Verilen Görev A: Lütfen kayıtları süzüp "hood" dizesini içeren her satırı kopyalayın. Büyük-küçük harf ayrımı gözetilir.

================================

Görüntülediğiniz mahkeme kararı kesinleşmiş bir karardır.
T.C.
İSTANBUL
BÖLGE ADLİYE MAHKEMESİ
12. HUKUK DAİRESİ
DOSYA NO: 2018/2561
KARAR NO: 2020/1365
T Ü R K M İ L L E T İ A D I N A
İ S T İ N A F K A R A R I
İNCELENEN KARARIN
MAHKEMESİ: İSTANBUL 7. ASLİYE TİCARET MAHKEMESİ
TARİHİ: 11/04/2018
NUMARASI: 2015/470 Esas – 2018/360 Karar
DAVA: Yargılamanın İadesi
İSTİNAF KARAR TARİHİ: 24/12/2020
Yargılamanın iadesi isteminin reddine ilişkin hükmün; yargılamanın iadesini isteyenler vekilince istinaf edilmesi üzerine düzenlenen rapor ve dosya kapsamı incelenip gereği görüşülüp düşünüldü;
DAVA: Yargılamanın iadesini isteyen davalılar vekili; mahkemece yapılan yargılama neticesinde davacı bankaca lehine açılıp kullandırılan …ltd.Şti. tarafından, bu kredinin dayanağı olarak 15/07/1996 tarihli genel kredi taahhütnamesi imzalandığı, daha sonra ikinci bir sözleşme ile miktarın yükseltildiği, bu sözleşmeyi davalıların müteselsil kefil olarak imzaladıkları gerekçesiyle davanın kabulüne karar verildiğini kararın Yargıtay’ca onanarak kesinleştiğini, taraflar arasındaki genel kredi sözleşmesine dayalı takibe itiraz üzerine 1999/426 esas sayılı dosyada dava açıldığını, bu davada davacının takibe dayanak sözleşmeleri ibraz ettiğini, ayrıca müvekkili … Ltd. Şti. tarafından … aleyhine alacaklı olduğunun tespiti için Ankara 8. Asliye Ticaret Mahkemesinin 2009/87 esas sayılı dosyasında dava açıldığını, işbu davada … tarafından sözleşme asıllarının sunulduğunu, sunulan sözleşme örnekleri ile asılları incelendiğinde bazı rakam ve yazıların sonradan ilave edildiğinin anlaşıldığını,Ankara C.Başsavcılığının 2011/99385 soruşturma sayılı dosyasında yapılan bilirkişi incelemesinde sözleşmede sonradan tahrifat yapıldığı ve bu tahrifatın iğfal kabiliyetini haiz olduğunun 30.01.2012 tarihli bilirkişi raporu ile tespit edildiğini, ancak bu şikâyetin neticesiz kaldığını, bu sebeple aynı hususa ilişkin olarak şüpheli banka yetkilileri hakkında 2014/56287 soruşturma sayılı dosyada soruşturma başlatıldığını, ancak soruşturma sonucunda takipsizlik kararı verildiğini, karara itirazlarının da reddedildiğini, dayanak genel kredi sözleşmesinin sahtecilikten dolayı geçersiz olması nedeniyle müvekkillerinin bankaya karşı borçtan sorumlu olamayacaklarını, davacı bankanın kredinin teminatlı olmasına ve spot kredinin ödeme gününün gelmemesine rağmen hesabı kat ederek ihtarname gönderdiğini, yine banka yetkilileri hakkında bedelsiz senedi tahsile koymak suçundan yapılan soruşturmada şikayet süresinin geçirildiği gerekçesiyle takipsizlik kararı verildiğini belirterek, yargılamanın yenilenmesi taleplerinin kabulü ile müvekkillerinin spot krediden dolayı davacı bankaya borçlu olmadıklarının tespitine karar verilmesini talep etmiştir.

================================

Verilen Görev B: Karar metnine göre istinaf karar tarihi nedir?

Çıkarılan Veriler:
================================

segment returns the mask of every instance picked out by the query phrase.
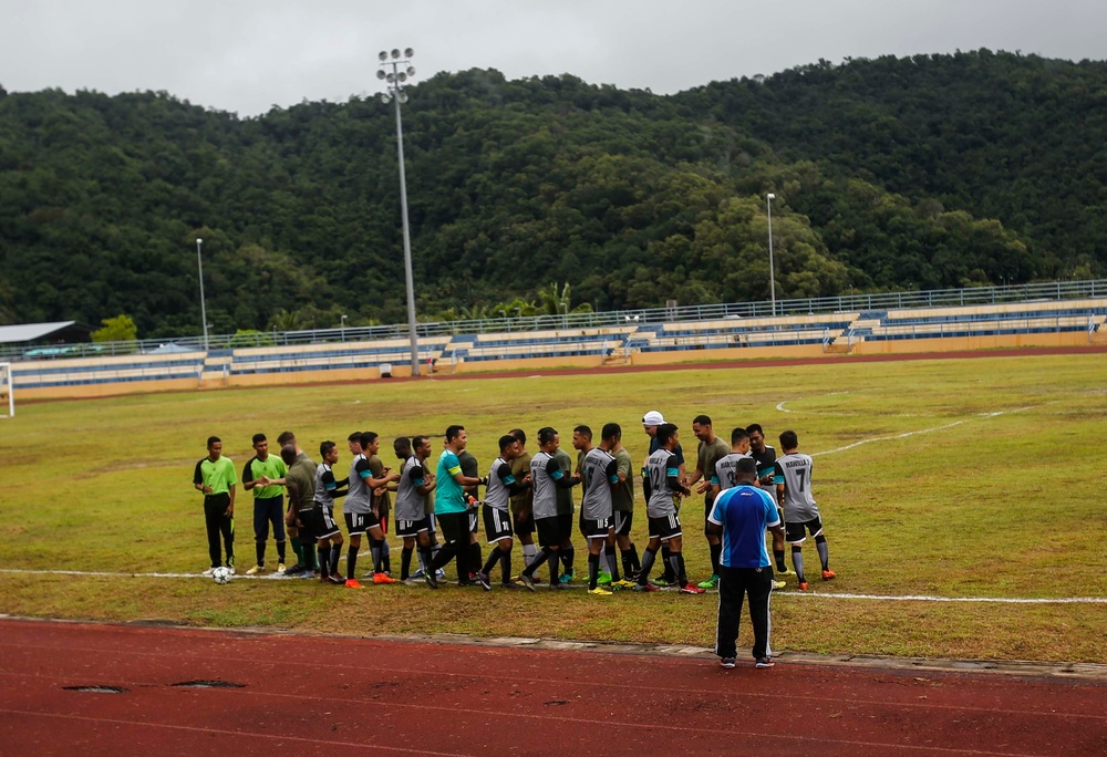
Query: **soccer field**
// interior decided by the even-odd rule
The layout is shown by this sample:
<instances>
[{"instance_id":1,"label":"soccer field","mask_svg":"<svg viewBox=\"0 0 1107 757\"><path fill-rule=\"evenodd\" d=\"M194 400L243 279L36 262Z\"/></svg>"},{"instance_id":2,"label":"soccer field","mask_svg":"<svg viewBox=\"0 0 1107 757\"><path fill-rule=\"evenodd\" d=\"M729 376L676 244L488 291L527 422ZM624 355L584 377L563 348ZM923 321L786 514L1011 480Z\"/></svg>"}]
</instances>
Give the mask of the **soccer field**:
<instances>
[{"instance_id":1,"label":"soccer field","mask_svg":"<svg viewBox=\"0 0 1107 757\"><path fill-rule=\"evenodd\" d=\"M807 594L794 582L774 594L776 649L1107 663L1104 375L1099 354L997 355L520 373L23 404L14 418L0 421L7 516L0 612L710 645L711 594L351 591L313 581L219 587L146 575L198 573L207 564L201 499L190 479L211 434L223 438L240 471L259 431L272 440L292 429L318 459L320 442L341 443L352 431L371 429L384 437L389 460L392 437L431 435L436 457L442 432L462 423L484 470L496 439L511 427L532 437L539 426L552 425L572 452L572 426L598 431L614 421L640 465L648 442L642 414L660 409L681 426L690 456L691 421L705 413L724 438L735 425L761 423L775 444L792 428L815 458L814 492L838 578L814 581ZM528 447L536 449L534 442ZM337 468L344 470L349 454L340 448ZM252 505L249 494L238 494L242 570L252 561ZM641 487L638 496L641 509ZM695 497L682 515L693 580L710 572L702 510ZM641 549L644 518L635 525ZM578 538L578 574L582 552ZM810 574L817 567L813 545L805 557ZM744 625L739 644L749 637Z\"/></svg>"}]
</instances>

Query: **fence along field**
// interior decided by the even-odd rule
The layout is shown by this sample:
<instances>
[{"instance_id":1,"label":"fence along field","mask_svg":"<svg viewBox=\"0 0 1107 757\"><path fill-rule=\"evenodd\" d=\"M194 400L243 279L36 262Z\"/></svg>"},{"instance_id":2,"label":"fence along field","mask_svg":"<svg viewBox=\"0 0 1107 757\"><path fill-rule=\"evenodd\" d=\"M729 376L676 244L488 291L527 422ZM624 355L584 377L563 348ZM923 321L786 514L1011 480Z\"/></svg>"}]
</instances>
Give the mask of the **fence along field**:
<instances>
[{"instance_id":1,"label":"fence along field","mask_svg":"<svg viewBox=\"0 0 1107 757\"><path fill-rule=\"evenodd\" d=\"M0 612L708 645L710 595L623 592L600 601L583 592L518 597L453 588L432 595L421 587L328 590L291 580L216 587L146 575L206 567L200 500L189 479L209 434L224 439L240 470L258 431L273 438L291 428L314 456L321 440L355 429L385 439L437 436L457 422L486 468L495 439L514 426L534 434L554 425L568 445L573 425L615 421L640 463L646 448L640 419L658 408L681 426L690 453L691 419L703 412L724 438L737 424L763 424L770 442L793 428L815 456L815 495L838 578L815 581L806 595L794 582L774 595L777 649L1107 663L1103 367L1098 354L990 356L27 403L4 421L0 437L9 516L0 527L7 546ZM436 455L441 439L434 448ZM339 467L348 464L344 453ZM250 511L250 496L239 491L240 564L252 557ZM694 578L707 568L701 514L699 498L682 511Z\"/></svg>"}]
</instances>

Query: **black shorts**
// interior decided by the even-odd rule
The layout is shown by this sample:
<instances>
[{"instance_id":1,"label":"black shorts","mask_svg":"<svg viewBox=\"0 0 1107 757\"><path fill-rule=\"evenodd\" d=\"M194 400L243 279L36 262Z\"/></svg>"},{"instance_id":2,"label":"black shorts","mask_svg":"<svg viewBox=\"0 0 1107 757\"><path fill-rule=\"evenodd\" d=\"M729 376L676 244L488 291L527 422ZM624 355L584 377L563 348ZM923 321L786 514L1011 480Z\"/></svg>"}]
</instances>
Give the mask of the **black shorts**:
<instances>
[{"instance_id":1,"label":"black shorts","mask_svg":"<svg viewBox=\"0 0 1107 757\"><path fill-rule=\"evenodd\" d=\"M490 505L484 506L485 533L488 543L494 545L500 539L511 538L511 515Z\"/></svg>"},{"instance_id":2,"label":"black shorts","mask_svg":"<svg viewBox=\"0 0 1107 757\"><path fill-rule=\"evenodd\" d=\"M301 539L304 536L310 536L312 539L330 539L332 536L341 533L338 523L334 522L334 516L325 508L315 507L310 510L300 510L296 517L303 525L303 530L300 531Z\"/></svg>"},{"instance_id":3,"label":"black shorts","mask_svg":"<svg viewBox=\"0 0 1107 757\"><path fill-rule=\"evenodd\" d=\"M580 519L580 535L586 539L607 539L611 530L611 518L592 520L590 518Z\"/></svg>"},{"instance_id":4,"label":"black shorts","mask_svg":"<svg viewBox=\"0 0 1107 757\"><path fill-rule=\"evenodd\" d=\"M369 529L374 526L380 527L381 521L372 512L346 512L346 530L350 536L358 536L359 533L368 533Z\"/></svg>"},{"instance_id":5,"label":"black shorts","mask_svg":"<svg viewBox=\"0 0 1107 757\"><path fill-rule=\"evenodd\" d=\"M558 516L537 518L535 520L535 528L538 529L538 545L540 547L558 547L561 545L561 525L558 522Z\"/></svg>"},{"instance_id":6,"label":"black shorts","mask_svg":"<svg viewBox=\"0 0 1107 757\"><path fill-rule=\"evenodd\" d=\"M630 527L634 525L634 512L632 510L612 511L611 525L614 526L615 536L630 536Z\"/></svg>"},{"instance_id":7,"label":"black shorts","mask_svg":"<svg viewBox=\"0 0 1107 757\"><path fill-rule=\"evenodd\" d=\"M823 519L815 517L803 523L787 522L784 525L784 538L789 545L801 545L807 539L807 531L813 537L823 533Z\"/></svg>"},{"instance_id":8,"label":"black shorts","mask_svg":"<svg viewBox=\"0 0 1107 757\"><path fill-rule=\"evenodd\" d=\"M681 519L676 514L661 516L660 518L650 518L650 538L651 539L674 539L681 535Z\"/></svg>"},{"instance_id":9,"label":"black shorts","mask_svg":"<svg viewBox=\"0 0 1107 757\"><path fill-rule=\"evenodd\" d=\"M431 520L423 516L418 520L396 520L396 536L416 537L423 531L431 530Z\"/></svg>"},{"instance_id":10,"label":"black shorts","mask_svg":"<svg viewBox=\"0 0 1107 757\"><path fill-rule=\"evenodd\" d=\"M572 539L572 514L558 512L557 528L558 528L558 533L561 535L561 541L569 541L570 539Z\"/></svg>"},{"instance_id":11,"label":"black shorts","mask_svg":"<svg viewBox=\"0 0 1107 757\"><path fill-rule=\"evenodd\" d=\"M463 545L469 543L469 514L462 512L438 512L438 528L442 530L442 538L446 541L458 541Z\"/></svg>"},{"instance_id":12,"label":"black shorts","mask_svg":"<svg viewBox=\"0 0 1107 757\"><path fill-rule=\"evenodd\" d=\"M519 516L515 512L511 514L511 530L515 531L515 536L526 536L528 533L535 532L535 516L534 514L527 514L527 519L519 522Z\"/></svg>"}]
</instances>

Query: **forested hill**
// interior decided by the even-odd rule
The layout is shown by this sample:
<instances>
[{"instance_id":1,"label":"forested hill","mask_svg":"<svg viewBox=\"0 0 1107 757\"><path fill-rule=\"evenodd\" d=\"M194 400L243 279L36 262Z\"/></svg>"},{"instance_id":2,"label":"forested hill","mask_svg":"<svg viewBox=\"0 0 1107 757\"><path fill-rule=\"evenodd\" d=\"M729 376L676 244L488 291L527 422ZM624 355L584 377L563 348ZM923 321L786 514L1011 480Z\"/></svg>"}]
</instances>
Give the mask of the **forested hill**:
<instances>
[{"instance_id":1,"label":"forested hill","mask_svg":"<svg viewBox=\"0 0 1107 757\"><path fill-rule=\"evenodd\" d=\"M986 51L672 97L439 74L404 106L418 311L767 299L767 191L783 298L1101 274L1105 93L1104 64ZM197 237L216 332L401 321L395 156L375 97L0 87L0 323L197 333Z\"/></svg>"}]
</instances>

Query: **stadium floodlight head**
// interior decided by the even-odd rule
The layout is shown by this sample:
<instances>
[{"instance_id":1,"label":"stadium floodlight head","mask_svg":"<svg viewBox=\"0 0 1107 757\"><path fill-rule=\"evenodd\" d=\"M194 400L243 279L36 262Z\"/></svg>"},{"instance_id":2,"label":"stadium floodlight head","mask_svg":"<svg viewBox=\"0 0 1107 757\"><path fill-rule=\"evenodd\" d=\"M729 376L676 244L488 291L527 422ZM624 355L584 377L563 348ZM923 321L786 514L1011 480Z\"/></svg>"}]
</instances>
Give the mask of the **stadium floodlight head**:
<instances>
[{"instance_id":1,"label":"stadium floodlight head","mask_svg":"<svg viewBox=\"0 0 1107 757\"><path fill-rule=\"evenodd\" d=\"M400 166L400 212L403 220L404 232L404 279L407 289L407 335L412 348L412 375L420 374L418 359L418 334L415 328L415 284L412 274L412 245L411 229L407 220L407 178L404 174L404 127L403 118L400 115L400 106L407 102L407 93L404 92L404 83L415 76L415 66L410 64L410 59L415 54L411 48L404 48L403 53L400 48L393 48L392 52L381 52L381 68L376 72L377 79L387 82L387 91L381 93L381 102L385 105L395 102L396 104L396 163ZM401 60L403 55L403 60Z\"/></svg>"}]
</instances>

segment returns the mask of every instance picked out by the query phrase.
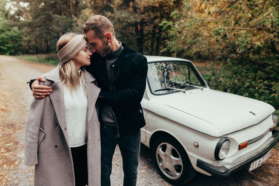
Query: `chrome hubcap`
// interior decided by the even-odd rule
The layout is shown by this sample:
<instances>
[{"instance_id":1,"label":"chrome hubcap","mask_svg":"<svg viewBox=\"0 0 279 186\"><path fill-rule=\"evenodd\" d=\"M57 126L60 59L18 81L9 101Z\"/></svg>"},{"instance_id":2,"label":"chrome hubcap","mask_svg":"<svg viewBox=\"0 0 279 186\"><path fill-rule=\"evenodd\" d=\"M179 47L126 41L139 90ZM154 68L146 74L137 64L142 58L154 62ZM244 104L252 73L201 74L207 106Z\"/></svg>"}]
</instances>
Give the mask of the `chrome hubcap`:
<instances>
[{"instance_id":1,"label":"chrome hubcap","mask_svg":"<svg viewBox=\"0 0 279 186\"><path fill-rule=\"evenodd\" d=\"M173 146L162 143L157 147L156 159L159 167L168 178L176 179L181 176L183 169L180 155Z\"/></svg>"}]
</instances>

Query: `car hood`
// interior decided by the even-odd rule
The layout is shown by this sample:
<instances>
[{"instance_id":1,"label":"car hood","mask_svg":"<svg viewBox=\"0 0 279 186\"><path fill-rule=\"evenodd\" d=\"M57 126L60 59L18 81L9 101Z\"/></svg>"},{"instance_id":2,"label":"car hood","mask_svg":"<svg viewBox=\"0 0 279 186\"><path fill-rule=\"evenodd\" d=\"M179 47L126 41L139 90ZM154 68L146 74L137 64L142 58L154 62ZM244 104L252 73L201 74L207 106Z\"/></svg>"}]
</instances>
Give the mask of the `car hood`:
<instances>
[{"instance_id":1,"label":"car hood","mask_svg":"<svg viewBox=\"0 0 279 186\"><path fill-rule=\"evenodd\" d=\"M270 105L256 100L209 89L199 90L156 96L152 100L210 123L221 135L257 124L275 111ZM210 135L204 128L201 131Z\"/></svg>"}]
</instances>

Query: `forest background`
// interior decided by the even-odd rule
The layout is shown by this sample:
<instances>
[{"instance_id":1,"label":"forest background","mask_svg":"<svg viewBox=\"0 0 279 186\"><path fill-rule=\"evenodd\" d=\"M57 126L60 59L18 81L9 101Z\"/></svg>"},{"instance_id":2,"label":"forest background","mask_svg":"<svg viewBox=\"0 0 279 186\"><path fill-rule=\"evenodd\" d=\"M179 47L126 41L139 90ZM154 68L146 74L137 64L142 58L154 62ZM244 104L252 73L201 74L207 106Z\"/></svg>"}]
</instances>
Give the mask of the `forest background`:
<instances>
[{"instance_id":1,"label":"forest background","mask_svg":"<svg viewBox=\"0 0 279 186\"><path fill-rule=\"evenodd\" d=\"M96 14L131 47L201 63L211 88L264 101L279 113L277 0L0 0L0 54L57 64L59 37L81 33Z\"/></svg>"}]
</instances>

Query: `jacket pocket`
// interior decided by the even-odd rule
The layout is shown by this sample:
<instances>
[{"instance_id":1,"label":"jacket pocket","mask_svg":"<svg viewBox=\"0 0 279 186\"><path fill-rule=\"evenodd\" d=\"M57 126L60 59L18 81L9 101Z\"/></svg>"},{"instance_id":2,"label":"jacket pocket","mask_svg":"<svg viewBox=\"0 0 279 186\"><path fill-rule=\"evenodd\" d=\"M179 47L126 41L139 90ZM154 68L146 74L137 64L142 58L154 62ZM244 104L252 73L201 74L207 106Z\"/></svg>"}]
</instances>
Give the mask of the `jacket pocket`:
<instances>
[{"instance_id":1,"label":"jacket pocket","mask_svg":"<svg viewBox=\"0 0 279 186\"><path fill-rule=\"evenodd\" d=\"M45 136L46 135L46 132L45 131L44 131L44 130L42 129L42 128L40 127L39 128L39 135L38 135L38 148L39 148L39 146L40 145L40 144L41 144L41 142L42 142L42 141L44 139L44 138L45 137Z\"/></svg>"}]
</instances>

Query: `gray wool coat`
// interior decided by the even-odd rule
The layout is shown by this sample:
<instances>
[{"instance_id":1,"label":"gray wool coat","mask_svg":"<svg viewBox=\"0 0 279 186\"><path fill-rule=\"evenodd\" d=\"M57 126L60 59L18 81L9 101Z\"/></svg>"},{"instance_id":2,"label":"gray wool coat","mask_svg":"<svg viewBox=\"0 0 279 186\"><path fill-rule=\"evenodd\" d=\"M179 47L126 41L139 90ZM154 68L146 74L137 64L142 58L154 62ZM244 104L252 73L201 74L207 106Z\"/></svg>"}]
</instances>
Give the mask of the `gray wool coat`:
<instances>
[{"instance_id":1,"label":"gray wool coat","mask_svg":"<svg viewBox=\"0 0 279 186\"><path fill-rule=\"evenodd\" d=\"M24 163L36 165L36 186L75 186L59 66L46 74L43 83L51 86L53 92L44 99L33 99L26 124ZM100 127L95 107L100 90L91 83L95 80L86 71L89 186L101 185Z\"/></svg>"}]
</instances>

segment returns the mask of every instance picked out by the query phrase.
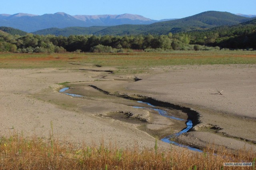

================================

Çözümlü Yanıt A:
Query: `car hood`
[{"instance_id":1,"label":"car hood","mask_svg":"<svg viewBox=\"0 0 279 186\"><path fill-rule=\"evenodd\" d=\"M57 126L60 59L18 81L9 101Z\"/></svg>"},{"instance_id":2,"label":"car hood","mask_svg":"<svg viewBox=\"0 0 279 186\"><path fill-rule=\"evenodd\" d=\"M179 47L126 41L139 90ZM154 68L146 74L137 64L142 58L154 62ZM244 104L252 73L201 74L207 106Z\"/></svg>"}]
Give the mask of the `car hood`:
[{"instance_id":1,"label":"car hood","mask_svg":"<svg viewBox=\"0 0 279 186\"><path fill-rule=\"evenodd\" d=\"M270 105L256 100L209 89L199 90L156 96L152 100L210 123L221 135L257 124L275 111ZM210 135L204 128L201 131Z\"/></svg>"}]

Çözümlü Yanıt B: 24/12/2020